(Labeled shape records)
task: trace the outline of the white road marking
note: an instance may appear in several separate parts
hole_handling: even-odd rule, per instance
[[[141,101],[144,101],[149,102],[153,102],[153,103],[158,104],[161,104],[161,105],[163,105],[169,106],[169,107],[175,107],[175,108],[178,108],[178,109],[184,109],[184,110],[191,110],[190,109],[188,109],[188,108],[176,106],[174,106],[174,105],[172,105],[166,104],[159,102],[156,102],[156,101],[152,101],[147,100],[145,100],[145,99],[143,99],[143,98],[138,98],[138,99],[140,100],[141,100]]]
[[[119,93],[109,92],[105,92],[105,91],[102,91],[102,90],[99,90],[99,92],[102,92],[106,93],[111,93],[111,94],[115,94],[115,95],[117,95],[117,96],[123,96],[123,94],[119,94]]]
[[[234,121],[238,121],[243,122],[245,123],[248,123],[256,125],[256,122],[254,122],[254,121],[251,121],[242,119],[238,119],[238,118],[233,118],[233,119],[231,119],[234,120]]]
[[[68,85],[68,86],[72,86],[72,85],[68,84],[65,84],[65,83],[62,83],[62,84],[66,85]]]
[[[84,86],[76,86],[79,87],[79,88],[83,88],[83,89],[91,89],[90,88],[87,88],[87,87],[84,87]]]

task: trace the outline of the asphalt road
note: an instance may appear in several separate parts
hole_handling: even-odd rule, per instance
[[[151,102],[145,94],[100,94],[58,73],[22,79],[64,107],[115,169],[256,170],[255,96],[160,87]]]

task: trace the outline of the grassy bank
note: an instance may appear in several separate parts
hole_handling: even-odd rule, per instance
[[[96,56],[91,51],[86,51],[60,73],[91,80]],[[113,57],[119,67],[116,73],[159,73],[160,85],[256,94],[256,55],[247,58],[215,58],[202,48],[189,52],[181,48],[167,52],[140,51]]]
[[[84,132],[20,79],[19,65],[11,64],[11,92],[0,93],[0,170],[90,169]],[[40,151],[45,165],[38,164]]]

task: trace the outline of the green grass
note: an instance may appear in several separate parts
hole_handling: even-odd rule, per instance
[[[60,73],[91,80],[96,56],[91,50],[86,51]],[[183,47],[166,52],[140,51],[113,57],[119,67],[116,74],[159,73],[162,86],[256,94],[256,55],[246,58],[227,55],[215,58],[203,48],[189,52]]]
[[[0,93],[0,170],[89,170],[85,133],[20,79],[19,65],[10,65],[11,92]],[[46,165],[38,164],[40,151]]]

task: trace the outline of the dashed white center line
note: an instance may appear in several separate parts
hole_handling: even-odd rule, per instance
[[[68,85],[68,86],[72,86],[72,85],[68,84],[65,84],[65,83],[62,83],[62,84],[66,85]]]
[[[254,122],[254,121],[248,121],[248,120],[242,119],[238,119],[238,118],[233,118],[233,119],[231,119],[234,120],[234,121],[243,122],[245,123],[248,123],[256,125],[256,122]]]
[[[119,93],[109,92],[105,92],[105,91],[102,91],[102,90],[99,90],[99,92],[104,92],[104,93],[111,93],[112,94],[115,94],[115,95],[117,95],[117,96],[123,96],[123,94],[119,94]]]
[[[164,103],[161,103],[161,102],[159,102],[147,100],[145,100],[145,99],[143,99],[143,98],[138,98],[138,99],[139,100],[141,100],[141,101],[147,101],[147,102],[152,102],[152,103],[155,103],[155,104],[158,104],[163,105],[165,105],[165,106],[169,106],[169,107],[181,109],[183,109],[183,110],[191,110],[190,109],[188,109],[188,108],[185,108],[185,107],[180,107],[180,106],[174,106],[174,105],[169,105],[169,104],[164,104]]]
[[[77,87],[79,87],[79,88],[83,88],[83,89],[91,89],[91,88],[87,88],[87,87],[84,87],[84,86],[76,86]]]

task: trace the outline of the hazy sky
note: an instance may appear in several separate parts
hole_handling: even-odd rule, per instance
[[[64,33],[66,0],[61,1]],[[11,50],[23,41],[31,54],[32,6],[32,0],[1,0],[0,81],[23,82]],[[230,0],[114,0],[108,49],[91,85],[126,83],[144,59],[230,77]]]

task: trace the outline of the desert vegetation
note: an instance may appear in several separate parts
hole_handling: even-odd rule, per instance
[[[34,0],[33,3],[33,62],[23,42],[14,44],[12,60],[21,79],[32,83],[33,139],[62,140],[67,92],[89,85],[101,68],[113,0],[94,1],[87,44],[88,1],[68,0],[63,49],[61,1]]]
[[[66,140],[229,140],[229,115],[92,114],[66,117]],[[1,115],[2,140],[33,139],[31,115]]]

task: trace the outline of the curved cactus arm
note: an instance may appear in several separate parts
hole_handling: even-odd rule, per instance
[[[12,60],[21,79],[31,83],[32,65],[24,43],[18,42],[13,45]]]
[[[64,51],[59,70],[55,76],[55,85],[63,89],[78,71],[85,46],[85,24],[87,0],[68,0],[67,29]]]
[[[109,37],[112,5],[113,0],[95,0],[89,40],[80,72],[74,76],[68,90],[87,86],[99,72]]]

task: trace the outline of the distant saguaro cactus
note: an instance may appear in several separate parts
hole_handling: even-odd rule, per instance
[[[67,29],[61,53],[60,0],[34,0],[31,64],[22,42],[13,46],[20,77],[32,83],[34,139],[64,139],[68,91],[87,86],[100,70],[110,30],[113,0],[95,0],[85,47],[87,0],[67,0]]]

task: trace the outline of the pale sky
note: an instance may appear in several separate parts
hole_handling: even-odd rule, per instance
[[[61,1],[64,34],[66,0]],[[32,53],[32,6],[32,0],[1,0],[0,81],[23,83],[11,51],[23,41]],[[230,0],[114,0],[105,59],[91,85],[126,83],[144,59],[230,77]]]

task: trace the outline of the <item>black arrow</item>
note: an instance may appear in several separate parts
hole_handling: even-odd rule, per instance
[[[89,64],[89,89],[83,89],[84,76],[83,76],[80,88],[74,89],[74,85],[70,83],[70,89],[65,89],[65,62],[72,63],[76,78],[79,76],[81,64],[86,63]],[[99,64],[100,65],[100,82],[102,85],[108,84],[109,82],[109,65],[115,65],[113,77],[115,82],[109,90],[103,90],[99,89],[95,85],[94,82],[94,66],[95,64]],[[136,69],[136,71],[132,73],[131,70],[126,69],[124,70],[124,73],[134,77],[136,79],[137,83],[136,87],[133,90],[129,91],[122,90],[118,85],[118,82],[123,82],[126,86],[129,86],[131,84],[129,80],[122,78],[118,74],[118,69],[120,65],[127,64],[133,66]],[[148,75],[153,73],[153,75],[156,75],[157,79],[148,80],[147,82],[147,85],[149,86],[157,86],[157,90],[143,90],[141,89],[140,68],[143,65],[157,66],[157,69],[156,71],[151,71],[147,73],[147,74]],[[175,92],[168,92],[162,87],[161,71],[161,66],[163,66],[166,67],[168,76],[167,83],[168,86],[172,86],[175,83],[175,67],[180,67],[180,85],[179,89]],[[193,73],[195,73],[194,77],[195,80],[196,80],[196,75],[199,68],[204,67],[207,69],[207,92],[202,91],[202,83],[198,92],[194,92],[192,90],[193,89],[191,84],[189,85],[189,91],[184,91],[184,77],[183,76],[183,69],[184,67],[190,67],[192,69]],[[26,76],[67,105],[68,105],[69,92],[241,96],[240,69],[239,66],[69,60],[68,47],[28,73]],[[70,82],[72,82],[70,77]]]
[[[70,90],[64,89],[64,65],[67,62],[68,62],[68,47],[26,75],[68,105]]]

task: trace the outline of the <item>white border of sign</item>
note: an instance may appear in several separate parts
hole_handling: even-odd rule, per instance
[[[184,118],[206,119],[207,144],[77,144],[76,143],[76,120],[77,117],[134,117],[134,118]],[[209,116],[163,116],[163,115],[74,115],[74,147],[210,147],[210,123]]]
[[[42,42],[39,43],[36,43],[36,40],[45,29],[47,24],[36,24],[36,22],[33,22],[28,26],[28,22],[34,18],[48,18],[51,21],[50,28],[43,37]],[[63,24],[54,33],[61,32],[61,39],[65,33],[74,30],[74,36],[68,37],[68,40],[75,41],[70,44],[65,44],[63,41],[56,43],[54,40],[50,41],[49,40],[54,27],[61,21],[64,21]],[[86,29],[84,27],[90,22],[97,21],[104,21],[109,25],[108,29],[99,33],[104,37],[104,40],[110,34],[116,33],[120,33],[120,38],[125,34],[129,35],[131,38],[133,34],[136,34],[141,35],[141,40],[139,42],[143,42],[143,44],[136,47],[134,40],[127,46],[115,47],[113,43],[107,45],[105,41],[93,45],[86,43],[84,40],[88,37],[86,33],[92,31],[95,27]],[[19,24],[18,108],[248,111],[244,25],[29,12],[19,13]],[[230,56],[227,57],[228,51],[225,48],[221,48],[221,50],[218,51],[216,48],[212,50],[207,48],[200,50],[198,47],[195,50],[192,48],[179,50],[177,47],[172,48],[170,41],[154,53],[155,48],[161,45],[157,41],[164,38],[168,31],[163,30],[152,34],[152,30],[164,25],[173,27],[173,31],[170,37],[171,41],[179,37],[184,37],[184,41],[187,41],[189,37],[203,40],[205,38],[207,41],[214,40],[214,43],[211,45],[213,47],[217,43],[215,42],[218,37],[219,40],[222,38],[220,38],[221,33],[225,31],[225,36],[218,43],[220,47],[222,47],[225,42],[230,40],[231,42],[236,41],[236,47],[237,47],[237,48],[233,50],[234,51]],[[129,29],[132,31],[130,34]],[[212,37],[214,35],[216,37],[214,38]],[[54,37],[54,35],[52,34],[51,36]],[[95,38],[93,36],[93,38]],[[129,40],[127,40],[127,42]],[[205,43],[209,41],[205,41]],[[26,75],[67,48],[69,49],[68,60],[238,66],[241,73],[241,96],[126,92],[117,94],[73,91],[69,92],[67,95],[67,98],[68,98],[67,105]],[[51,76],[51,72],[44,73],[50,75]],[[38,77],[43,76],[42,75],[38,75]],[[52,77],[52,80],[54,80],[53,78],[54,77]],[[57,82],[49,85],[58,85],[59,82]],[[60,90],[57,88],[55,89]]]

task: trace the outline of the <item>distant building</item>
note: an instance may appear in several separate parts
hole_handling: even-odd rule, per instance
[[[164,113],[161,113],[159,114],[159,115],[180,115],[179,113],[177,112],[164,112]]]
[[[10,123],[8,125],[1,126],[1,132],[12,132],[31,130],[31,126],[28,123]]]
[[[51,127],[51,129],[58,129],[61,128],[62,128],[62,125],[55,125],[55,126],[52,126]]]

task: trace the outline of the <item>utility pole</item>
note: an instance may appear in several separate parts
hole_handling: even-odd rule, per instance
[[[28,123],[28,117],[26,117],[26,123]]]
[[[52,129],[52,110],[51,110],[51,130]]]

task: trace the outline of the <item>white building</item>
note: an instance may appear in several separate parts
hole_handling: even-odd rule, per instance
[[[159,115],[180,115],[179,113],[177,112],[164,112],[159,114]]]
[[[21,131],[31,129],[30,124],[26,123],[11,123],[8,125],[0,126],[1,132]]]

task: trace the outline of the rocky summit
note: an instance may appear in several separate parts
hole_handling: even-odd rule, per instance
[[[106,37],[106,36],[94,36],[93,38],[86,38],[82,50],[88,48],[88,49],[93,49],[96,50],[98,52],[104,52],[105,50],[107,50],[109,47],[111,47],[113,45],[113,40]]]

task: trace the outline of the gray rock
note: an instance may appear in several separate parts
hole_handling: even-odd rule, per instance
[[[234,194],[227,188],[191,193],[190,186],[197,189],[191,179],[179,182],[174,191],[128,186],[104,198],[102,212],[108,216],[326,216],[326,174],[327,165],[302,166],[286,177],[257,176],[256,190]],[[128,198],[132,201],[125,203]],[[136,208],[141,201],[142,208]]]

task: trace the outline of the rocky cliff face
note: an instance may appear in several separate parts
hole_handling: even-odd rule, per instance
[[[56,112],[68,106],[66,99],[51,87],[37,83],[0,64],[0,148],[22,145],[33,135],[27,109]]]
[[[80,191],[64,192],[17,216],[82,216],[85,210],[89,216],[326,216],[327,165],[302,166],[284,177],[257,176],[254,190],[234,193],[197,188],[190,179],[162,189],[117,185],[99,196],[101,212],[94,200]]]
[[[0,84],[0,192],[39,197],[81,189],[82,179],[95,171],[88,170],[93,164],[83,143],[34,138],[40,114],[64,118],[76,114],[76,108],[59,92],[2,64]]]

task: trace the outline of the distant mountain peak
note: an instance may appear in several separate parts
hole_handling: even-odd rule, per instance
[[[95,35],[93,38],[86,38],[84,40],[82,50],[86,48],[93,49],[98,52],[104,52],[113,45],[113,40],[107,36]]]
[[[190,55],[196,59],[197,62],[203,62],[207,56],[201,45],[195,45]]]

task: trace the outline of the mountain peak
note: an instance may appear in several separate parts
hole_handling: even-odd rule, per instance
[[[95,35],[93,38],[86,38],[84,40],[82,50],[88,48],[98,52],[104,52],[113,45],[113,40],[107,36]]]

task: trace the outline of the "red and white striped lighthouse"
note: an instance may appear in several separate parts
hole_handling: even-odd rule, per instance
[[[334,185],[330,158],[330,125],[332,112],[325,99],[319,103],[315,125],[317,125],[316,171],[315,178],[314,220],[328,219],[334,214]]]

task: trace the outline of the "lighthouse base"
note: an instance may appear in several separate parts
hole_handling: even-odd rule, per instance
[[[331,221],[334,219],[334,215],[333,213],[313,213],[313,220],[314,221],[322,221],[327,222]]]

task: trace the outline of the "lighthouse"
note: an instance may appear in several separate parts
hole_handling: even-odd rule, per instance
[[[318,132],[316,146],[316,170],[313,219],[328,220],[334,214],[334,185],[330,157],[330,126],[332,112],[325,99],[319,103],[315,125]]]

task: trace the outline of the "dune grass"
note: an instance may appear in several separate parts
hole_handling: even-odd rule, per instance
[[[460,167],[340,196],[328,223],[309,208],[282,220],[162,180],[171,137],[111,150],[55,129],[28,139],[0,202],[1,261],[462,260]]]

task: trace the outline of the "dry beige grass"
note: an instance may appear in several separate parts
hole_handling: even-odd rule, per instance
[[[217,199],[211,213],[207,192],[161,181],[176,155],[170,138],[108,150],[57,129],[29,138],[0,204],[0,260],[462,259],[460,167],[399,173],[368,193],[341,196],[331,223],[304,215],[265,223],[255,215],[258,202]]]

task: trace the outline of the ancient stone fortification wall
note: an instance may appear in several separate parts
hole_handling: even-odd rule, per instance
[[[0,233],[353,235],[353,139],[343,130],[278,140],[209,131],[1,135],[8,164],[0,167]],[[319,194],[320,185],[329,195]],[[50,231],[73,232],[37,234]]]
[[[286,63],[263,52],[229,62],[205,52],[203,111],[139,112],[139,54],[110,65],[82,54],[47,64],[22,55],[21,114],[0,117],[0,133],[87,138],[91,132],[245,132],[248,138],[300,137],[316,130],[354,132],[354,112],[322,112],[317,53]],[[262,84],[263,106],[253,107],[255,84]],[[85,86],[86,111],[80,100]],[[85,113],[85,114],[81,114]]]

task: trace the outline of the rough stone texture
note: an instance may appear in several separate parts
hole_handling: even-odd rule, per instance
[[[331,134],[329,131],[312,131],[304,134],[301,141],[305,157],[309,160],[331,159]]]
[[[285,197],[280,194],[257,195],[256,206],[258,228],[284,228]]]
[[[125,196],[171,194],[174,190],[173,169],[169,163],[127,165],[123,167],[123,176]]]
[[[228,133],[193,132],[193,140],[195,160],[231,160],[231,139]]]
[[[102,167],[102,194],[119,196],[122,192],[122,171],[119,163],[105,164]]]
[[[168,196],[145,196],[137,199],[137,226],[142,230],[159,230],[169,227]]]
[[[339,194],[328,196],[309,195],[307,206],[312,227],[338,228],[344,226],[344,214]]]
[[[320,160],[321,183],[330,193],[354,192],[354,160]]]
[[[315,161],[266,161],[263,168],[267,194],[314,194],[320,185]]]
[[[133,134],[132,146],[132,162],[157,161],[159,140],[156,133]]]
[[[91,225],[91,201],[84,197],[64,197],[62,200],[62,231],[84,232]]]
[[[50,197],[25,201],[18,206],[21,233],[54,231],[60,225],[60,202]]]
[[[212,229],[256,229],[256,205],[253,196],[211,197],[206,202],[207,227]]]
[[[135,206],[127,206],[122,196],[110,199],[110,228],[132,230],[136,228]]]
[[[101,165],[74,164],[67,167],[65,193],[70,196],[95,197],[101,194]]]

GIVEN REQUEST |
How many lines in the records above contain the string "lighthouse"? Count only matches with the same case, and reply with the number alone.

SOLUTION FOR THIS PROBLEM |
3